◆ **TEXT PROVIDED**
4. “I Wish I’d Realized That Someone’s Memory Can Seem Fine, and They Are Still Losing Mental Capacity.”
Stories abound of Mom or Dad becoming the victim of fraud, getting overinvolved in gambling, befriending questionable people — all the result of bad decisions. At the same time, your loved one’s memory seems fine: She can recall what she did yesterday, tell you about her favorite TV show, remember that her grandson loves a certain baseball player. What’s happening, says Dybnis, is that someone may experience decline in executive function — the cognitive abilities involved in planning, organizing, and decision making — before they begin to seem forgetful. “The frontal lobe, which is the seat of logic, can go, and they can still have memory,” says Dybnis. When your aging parent starts doing things that seem out of character, illogical, or downright risky, it might be time to see a doctor about dementia.
5. “I Wish I’d Understood Sooner That Dementia Causes Anger, Rudeness, and Crazy Behavior.”

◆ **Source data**
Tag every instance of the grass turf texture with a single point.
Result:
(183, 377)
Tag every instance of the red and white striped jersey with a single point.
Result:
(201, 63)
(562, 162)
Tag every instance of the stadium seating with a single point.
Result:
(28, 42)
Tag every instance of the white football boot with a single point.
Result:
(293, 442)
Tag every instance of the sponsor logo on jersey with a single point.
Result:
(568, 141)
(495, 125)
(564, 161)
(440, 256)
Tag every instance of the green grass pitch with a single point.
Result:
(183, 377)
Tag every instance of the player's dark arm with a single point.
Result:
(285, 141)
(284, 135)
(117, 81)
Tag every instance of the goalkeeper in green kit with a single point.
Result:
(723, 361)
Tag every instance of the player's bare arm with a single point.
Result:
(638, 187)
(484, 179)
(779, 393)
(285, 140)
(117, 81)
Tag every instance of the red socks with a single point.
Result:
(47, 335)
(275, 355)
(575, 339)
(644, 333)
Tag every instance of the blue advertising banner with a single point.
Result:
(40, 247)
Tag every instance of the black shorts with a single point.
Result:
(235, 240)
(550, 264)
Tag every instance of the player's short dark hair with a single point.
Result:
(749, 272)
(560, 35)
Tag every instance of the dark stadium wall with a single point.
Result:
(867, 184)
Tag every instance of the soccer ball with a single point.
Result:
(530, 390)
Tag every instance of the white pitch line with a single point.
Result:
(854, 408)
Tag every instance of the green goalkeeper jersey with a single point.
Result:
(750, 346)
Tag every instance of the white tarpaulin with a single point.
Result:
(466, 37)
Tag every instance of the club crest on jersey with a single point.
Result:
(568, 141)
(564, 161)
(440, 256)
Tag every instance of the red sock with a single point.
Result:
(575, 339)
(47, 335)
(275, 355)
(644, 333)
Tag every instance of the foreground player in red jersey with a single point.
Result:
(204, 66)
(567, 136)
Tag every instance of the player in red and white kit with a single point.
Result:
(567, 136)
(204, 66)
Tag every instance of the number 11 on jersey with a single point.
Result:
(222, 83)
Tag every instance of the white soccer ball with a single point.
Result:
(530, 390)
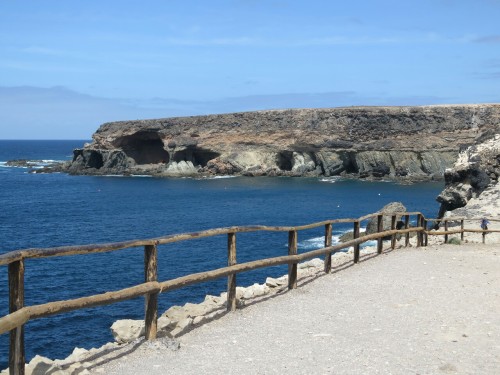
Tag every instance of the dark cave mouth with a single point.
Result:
(144, 148)
(197, 156)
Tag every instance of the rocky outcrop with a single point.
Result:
(477, 170)
(369, 142)
(387, 210)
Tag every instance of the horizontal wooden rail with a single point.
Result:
(17, 255)
(25, 314)
(458, 218)
(20, 314)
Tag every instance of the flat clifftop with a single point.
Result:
(366, 141)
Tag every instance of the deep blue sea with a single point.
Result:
(46, 210)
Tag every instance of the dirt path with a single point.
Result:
(413, 311)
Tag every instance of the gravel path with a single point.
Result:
(434, 310)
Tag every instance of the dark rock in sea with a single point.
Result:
(402, 143)
(23, 163)
(477, 168)
(388, 210)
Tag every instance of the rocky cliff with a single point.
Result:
(371, 142)
(472, 188)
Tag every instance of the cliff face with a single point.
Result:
(472, 182)
(396, 142)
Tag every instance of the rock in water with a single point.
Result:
(477, 168)
(387, 210)
(405, 143)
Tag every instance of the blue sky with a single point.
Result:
(66, 66)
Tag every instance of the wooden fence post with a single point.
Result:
(328, 242)
(419, 233)
(231, 279)
(151, 300)
(292, 268)
(16, 301)
(380, 228)
(393, 237)
(356, 247)
(426, 235)
(446, 230)
(407, 225)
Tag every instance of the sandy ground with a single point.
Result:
(433, 310)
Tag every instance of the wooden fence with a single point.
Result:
(20, 314)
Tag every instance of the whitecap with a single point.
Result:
(330, 180)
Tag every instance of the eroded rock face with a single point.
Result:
(477, 168)
(368, 142)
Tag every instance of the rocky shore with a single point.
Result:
(471, 185)
(177, 321)
(402, 143)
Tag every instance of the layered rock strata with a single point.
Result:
(368, 142)
(472, 188)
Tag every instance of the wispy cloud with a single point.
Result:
(493, 39)
(315, 41)
(487, 75)
(237, 41)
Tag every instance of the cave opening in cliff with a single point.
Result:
(144, 148)
(95, 160)
(197, 156)
(284, 160)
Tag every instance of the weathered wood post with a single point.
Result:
(292, 268)
(231, 279)
(393, 237)
(356, 247)
(446, 230)
(407, 225)
(426, 235)
(151, 300)
(380, 228)
(328, 242)
(16, 302)
(419, 233)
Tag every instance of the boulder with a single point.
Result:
(127, 330)
(387, 210)
(39, 365)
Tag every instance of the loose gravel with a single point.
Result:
(433, 310)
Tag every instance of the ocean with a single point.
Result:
(47, 210)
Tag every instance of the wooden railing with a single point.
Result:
(19, 314)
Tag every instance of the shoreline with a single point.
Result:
(170, 338)
(178, 321)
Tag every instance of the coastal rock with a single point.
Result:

◆ **WHAT YOU NEED TO DO**
**A)** List the cognitive abilities that the text on dementia names as part of executive function.
**B)** Reproduce the portion of the text on dementia between "Stories abound of" and "doctor about dementia.", inclusive.

◆ **YOUR WRITTEN ANSWERS**
**A)**
- Planning
- Organizing
- Decision making

**B)**
Stories abound of Mom or Dad becoming the victim of fraud, getting overinvolved in gambling, befriending questionable people — all the result of bad decisions. At the same time, your loved one’s memory seems fine: She can recall what she did yesterday, tell you about her favorite TV show, remember that her grandson loves a certain baseball player. What’s happening, says Dybnis, is that someone may experience decline in executive function — the cognitive abilities involved in planning, organizing, and decision making — before they begin to seem forgetful. “The frontal lobe, which is the seat of logic, can go, and they can still have memory,” says Dybnis. When your aging parent starts doing things that seem out of character, illogical, or downright risky, it might be time to see a doctor about dementia.